● Exercise goal
Update the lines starting with the line that contains "Trace the outline of every instance of the firework" and going on through the line that contains "334 223 L 337", replacing "firework" with "sparkler" and leaving everything else unchanged.

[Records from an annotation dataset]
* * * *

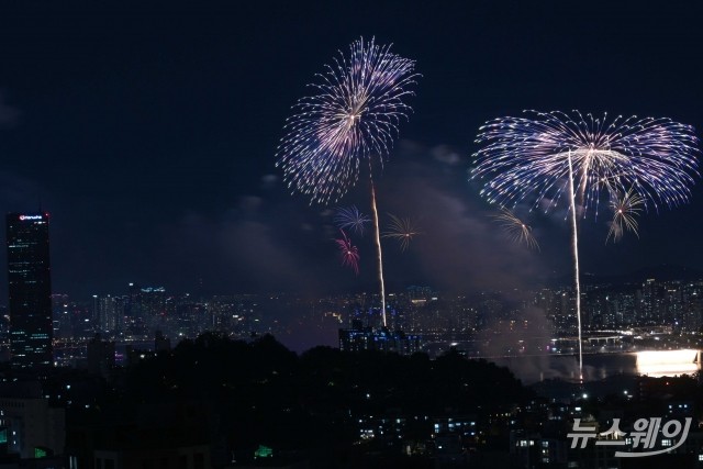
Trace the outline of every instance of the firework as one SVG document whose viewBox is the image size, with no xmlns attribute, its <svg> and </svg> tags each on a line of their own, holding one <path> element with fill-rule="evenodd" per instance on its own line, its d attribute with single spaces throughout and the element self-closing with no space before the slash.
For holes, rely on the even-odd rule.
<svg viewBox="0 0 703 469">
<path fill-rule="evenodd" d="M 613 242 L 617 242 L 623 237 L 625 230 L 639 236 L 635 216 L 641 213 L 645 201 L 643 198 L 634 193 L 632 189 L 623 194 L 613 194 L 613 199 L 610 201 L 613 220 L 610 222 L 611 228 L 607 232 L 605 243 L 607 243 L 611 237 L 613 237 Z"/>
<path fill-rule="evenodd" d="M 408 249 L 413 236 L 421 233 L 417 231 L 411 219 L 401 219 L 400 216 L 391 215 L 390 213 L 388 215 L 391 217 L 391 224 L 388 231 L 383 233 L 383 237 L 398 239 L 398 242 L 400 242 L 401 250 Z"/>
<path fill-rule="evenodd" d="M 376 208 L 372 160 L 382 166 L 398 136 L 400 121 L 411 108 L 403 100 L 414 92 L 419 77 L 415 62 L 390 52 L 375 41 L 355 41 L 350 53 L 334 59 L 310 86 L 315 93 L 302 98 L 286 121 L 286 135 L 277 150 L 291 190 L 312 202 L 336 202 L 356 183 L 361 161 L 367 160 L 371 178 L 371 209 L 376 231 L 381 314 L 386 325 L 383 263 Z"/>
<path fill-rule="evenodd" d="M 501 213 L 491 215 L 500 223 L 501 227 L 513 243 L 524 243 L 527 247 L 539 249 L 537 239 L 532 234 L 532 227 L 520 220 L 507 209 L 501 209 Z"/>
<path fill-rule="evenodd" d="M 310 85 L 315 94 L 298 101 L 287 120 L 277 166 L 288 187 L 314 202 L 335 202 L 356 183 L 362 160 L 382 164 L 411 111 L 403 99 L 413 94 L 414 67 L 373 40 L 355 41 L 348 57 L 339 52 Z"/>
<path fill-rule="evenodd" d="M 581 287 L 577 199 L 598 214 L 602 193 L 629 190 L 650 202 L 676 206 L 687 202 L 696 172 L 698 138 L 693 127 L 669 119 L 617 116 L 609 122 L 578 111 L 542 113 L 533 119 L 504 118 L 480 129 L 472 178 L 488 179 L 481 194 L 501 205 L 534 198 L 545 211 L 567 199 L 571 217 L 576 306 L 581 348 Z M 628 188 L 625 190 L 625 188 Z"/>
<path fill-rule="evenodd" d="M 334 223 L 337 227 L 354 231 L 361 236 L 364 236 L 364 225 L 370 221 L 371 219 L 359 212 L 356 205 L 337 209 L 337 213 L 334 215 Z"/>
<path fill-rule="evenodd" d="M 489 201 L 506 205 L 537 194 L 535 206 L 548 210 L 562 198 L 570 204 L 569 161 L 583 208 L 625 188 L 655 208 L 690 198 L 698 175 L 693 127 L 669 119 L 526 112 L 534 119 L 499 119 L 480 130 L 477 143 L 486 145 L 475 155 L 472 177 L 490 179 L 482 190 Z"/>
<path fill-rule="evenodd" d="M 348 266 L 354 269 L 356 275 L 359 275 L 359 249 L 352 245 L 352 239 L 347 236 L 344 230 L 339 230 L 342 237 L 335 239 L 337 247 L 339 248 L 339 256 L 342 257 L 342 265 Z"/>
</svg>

* * * *

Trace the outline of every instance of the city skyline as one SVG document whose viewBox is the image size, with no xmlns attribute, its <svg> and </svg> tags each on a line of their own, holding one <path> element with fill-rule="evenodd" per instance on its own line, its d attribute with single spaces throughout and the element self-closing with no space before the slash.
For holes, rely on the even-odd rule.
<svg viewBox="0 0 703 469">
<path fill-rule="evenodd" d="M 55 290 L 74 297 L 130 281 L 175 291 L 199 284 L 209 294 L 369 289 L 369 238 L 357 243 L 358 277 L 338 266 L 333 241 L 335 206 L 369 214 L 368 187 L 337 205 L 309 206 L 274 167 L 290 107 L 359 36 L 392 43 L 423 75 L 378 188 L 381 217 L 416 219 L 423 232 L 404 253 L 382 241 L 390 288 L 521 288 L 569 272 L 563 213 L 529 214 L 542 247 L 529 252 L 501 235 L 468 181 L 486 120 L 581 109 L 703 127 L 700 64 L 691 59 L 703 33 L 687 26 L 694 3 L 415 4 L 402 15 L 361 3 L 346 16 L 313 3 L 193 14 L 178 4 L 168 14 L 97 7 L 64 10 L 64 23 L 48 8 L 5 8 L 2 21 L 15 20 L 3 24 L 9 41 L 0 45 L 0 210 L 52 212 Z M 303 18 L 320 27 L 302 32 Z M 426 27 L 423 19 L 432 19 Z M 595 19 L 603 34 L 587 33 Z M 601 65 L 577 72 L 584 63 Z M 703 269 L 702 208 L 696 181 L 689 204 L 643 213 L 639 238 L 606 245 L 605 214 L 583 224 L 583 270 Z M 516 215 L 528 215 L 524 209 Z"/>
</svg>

* * * *

● Result for this exercise
Trace the outline of every instance of the sparkler as one SVG document whose viewBox is the image size, with no xmlns attribute, its <svg> and </svg> tags each on a line of their own, holding one <path> element with fill-rule="evenodd" per instance on its own line, its d attribute with single spaces throughout and the element self-closing with no space before the slash.
For holes, rely on the even-odd rule.
<svg viewBox="0 0 703 469">
<path fill-rule="evenodd" d="M 613 242 L 617 242 L 623 237 L 625 230 L 639 236 L 635 216 L 641 213 L 645 201 L 643 198 L 634 193 L 632 189 L 623 194 L 613 194 L 613 199 L 610 201 L 613 220 L 610 222 L 611 228 L 607 232 L 605 243 L 607 243 L 611 237 L 613 237 Z"/>
<path fill-rule="evenodd" d="M 408 249 L 413 236 L 421 233 L 417 231 L 411 219 L 401 219 L 400 216 L 391 215 L 390 213 L 388 215 L 391 217 L 391 224 L 388 231 L 383 233 L 383 237 L 398 239 L 398 242 L 400 242 L 401 250 Z"/>
<path fill-rule="evenodd" d="M 376 208 L 372 160 L 382 166 L 398 136 L 400 121 L 411 108 L 403 100 L 414 92 L 419 77 L 415 62 L 390 52 L 375 41 L 355 41 L 350 53 L 334 59 L 310 86 L 315 93 L 302 98 L 286 121 L 286 135 L 277 150 L 291 190 L 312 202 L 336 202 L 356 183 L 361 161 L 367 160 L 371 178 L 371 209 L 376 231 L 381 314 L 386 325 L 383 263 Z"/>
<path fill-rule="evenodd" d="M 501 213 L 491 215 L 500 223 L 501 227 L 513 243 L 524 243 L 527 247 L 539 249 L 537 239 L 532 234 L 532 227 L 520 220 L 507 209 L 501 209 Z"/>
<path fill-rule="evenodd" d="M 310 85 L 315 94 L 298 101 L 287 120 L 277 166 L 288 187 L 314 202 L 335 202 L 356 183 L 362 160 L 382 164 L 411 111 L 403 99 L 413 94 L 414 67 L 373 40 L 355 41 L 348 57 L 339 52 Z"/>
<path fill-rule="evenodd" d="M 581 287 L 577 199 L 598 214 L 602 193 L 629 190 L 650 202 L 676 206 L 687 202 L 696 172 L 698 138 L 693 127 L 669 119 L 617 116 L 609 122 L 578 111 L 542 113 L 533 119 L 504 118 L 480 129 L 472 178 L 488 179 L 481 194 L 501 205 L 534 198 L 545 211 L 567 199 L 571 217 L 576 306 L 581 348 Z M 628 188 L 625 190 L 625 188 Z"/>
<path fill-rule="evenodd" d="M 334 223 L 337 227 L 354 231 L 361 236 L 364 236 L 364 225 L 370 221 L 371 219 L 359 212 L 356 205 L 337 209 L 337 213 L 334 215 Z"/>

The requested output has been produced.